STATED PROBLEM:
Retype the items word for word, covering the stretch from the line that contains "Every instance of the grey" through the end of the items, with both ends included. Leave the pictures out of your answer.
--- START ---
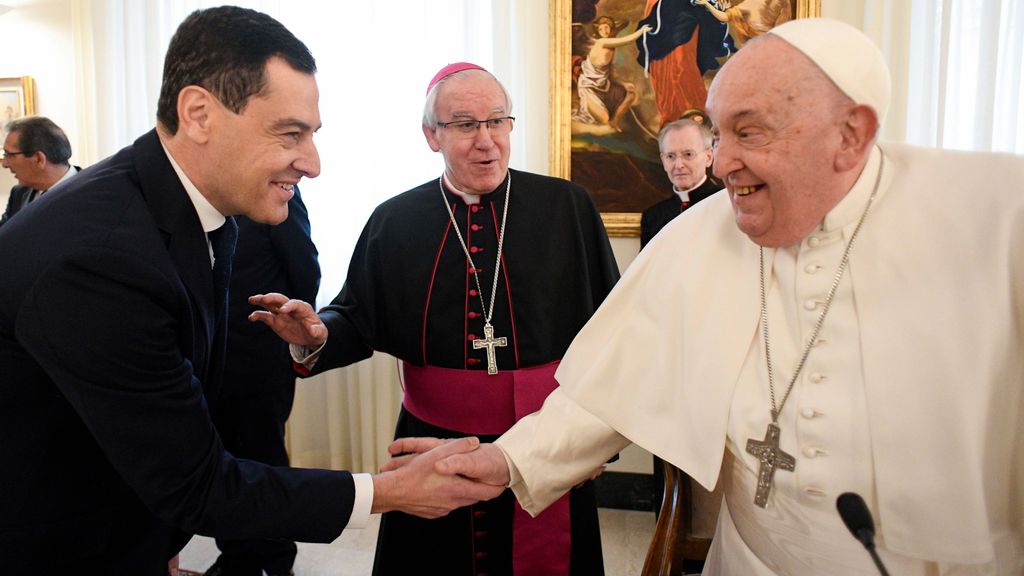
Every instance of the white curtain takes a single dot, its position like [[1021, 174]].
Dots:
[[956, 69]]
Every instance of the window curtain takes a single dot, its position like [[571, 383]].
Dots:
[[955, 67]]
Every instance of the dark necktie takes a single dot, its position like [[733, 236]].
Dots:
[[222, 241]]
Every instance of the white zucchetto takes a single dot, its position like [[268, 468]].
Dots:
[[846, 54]]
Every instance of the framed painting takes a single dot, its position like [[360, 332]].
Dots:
[[622, 69], [16, 98]]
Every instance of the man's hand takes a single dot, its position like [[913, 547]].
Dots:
[[485, 464], [413, 485], [294, 321]]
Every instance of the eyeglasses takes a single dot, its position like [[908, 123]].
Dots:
[[7, 155], [686, 155], [497, 126]]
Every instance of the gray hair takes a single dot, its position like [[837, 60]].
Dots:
[[38, 133], [706, 134], [430, 107]]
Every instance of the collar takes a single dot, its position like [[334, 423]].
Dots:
[[209, 217], [68, 174], [685, 194], [469, 199], [852, 206]]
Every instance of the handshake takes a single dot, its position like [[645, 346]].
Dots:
[[429, 477]]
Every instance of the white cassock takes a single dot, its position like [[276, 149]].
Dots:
[[912, 398]]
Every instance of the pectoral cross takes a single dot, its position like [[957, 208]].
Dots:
[[489, 341], [771, 457]]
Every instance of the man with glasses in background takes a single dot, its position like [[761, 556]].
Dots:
[[686, 155], [36, 151], [477, 281]]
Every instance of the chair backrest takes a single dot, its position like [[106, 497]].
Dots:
[[674, 547]]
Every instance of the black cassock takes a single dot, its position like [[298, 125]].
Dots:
[[411, 293], [658, 215]]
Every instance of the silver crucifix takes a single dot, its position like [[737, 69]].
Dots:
[[771, 457], [489, 341]]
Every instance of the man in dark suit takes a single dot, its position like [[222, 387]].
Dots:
[[36, 151], [112, 329], [259, 381], [686, 155]]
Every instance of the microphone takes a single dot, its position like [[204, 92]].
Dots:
[[857, 518]]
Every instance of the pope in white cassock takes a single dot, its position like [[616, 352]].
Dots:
[[860, 303]]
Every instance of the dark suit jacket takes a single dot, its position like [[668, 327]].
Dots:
[[655, 217], [105, 345], [19, 197]]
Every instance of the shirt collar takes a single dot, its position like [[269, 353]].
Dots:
[[69, 173], [685, 194], [467, 198], [209, 217]]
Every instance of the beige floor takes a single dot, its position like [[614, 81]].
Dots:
[[625, 535]]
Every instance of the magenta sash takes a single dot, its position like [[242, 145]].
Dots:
[[474, 403]]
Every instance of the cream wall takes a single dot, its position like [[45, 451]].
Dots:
[[38, 42]]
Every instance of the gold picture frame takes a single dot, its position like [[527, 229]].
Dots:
[[626, 14], [17, 98]]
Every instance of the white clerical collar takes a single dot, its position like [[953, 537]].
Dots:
[[685, 195], [467, 198], [68, 174], [209, 217], [852, 206]]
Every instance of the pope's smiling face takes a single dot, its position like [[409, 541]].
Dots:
[[776, 139]]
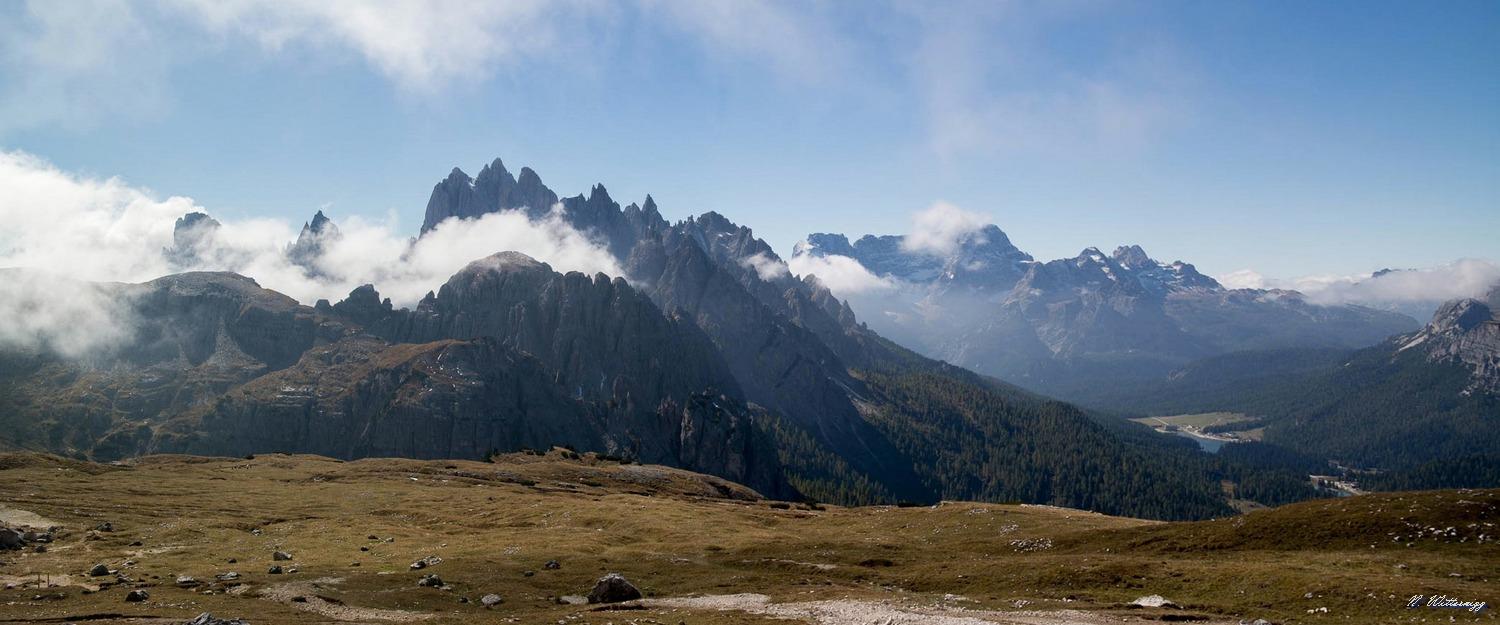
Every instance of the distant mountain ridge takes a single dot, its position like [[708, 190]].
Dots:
[[1065, 325], [707, 354]]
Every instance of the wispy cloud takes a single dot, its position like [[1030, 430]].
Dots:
[[75, 63], [990, 86], [941, 228], [840, 275], [1463, 278], [419, 44], [83, 228], [792, 39]]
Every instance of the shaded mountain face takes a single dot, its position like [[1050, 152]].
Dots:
[[708, 354], [1425, 399], [788, 343], [1464, 331], [219, 366], [1071, 324]]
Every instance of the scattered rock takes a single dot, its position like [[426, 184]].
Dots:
[[1152, 601], [9, 538], [209, 619], [612, 589]]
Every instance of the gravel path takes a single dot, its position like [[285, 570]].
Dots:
[[855, 612]]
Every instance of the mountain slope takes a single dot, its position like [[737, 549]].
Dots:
[[1419, 397], [708, 354], [1068, 327]]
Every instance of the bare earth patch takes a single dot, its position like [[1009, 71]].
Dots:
[[24, 517], [857, 612], [308, 591]]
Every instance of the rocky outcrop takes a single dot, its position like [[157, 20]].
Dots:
[[311, 243], [464, 399], [192, 236], [786, 345], [1071, 324], [188, 339]]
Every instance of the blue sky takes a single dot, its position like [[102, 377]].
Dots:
[[1286, 138]]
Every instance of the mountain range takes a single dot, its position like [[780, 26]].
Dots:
[[1071, 325], [705, 352]]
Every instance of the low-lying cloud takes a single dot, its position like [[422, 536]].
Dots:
[[1428, 287], [107, 230], [941, 228], [842, 275]]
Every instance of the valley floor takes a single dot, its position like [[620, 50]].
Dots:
[[702, 550]]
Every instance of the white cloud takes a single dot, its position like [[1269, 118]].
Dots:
[[107, 230], [939, 228], [45, 312], [767, 267], [840, 275], [1463, 278], [419, 44]]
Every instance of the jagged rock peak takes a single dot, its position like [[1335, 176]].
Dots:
[[318, 224], [825, 245], [192, 234], [506, 263], [1133, 257], [311, 242]]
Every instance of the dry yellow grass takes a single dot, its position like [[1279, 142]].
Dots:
[[678, 534]]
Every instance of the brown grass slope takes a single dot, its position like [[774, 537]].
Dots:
[[680, 534]]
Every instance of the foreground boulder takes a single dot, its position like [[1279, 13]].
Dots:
[[11, 538], [612, 589]]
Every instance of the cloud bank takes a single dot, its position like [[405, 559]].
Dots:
[[110, 231], [939, 228], [840, 275], [1431, 285]]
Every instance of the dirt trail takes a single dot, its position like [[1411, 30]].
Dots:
[[308, 591], [24, 517], [855, 612]]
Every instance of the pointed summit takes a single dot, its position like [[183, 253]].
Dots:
[[1133, 257], [311, 243]]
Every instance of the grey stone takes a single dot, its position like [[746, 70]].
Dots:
[[612, 588]]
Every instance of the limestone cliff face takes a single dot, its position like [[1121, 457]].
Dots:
[[1467, 331], [462, 399], [602, 337], [788, 343]]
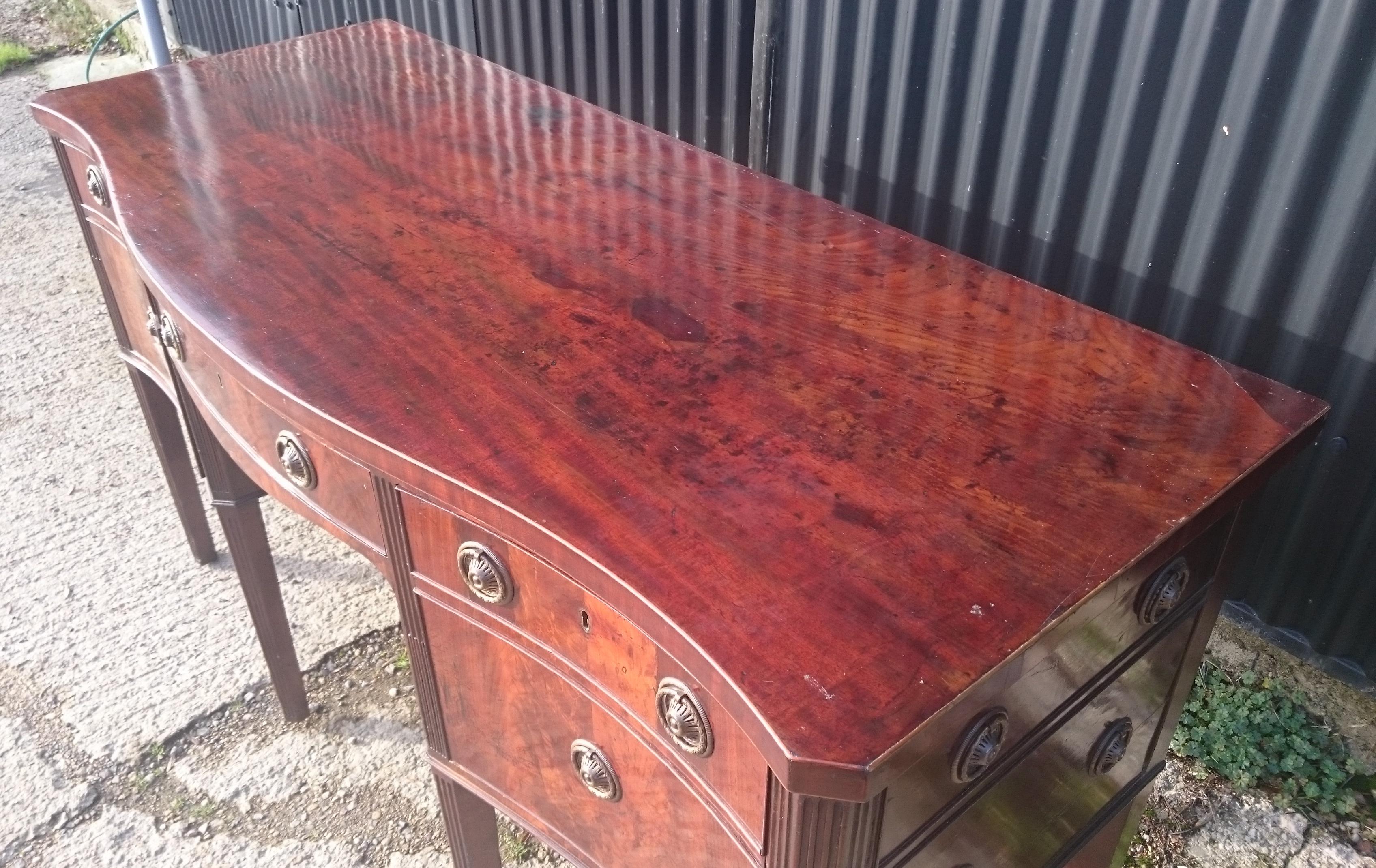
--- END ---
TASK ANSWER:
Every instance of the grey stone takes a single dot, its position like [[746, 70]].
Dots:
[[612, 588]]
Every instance of the limestone cliff face takes a single dot, its position like [[1121, 457]].
Dots:
[[1467, 331], [462, 399], [602, 337], [788, 343]]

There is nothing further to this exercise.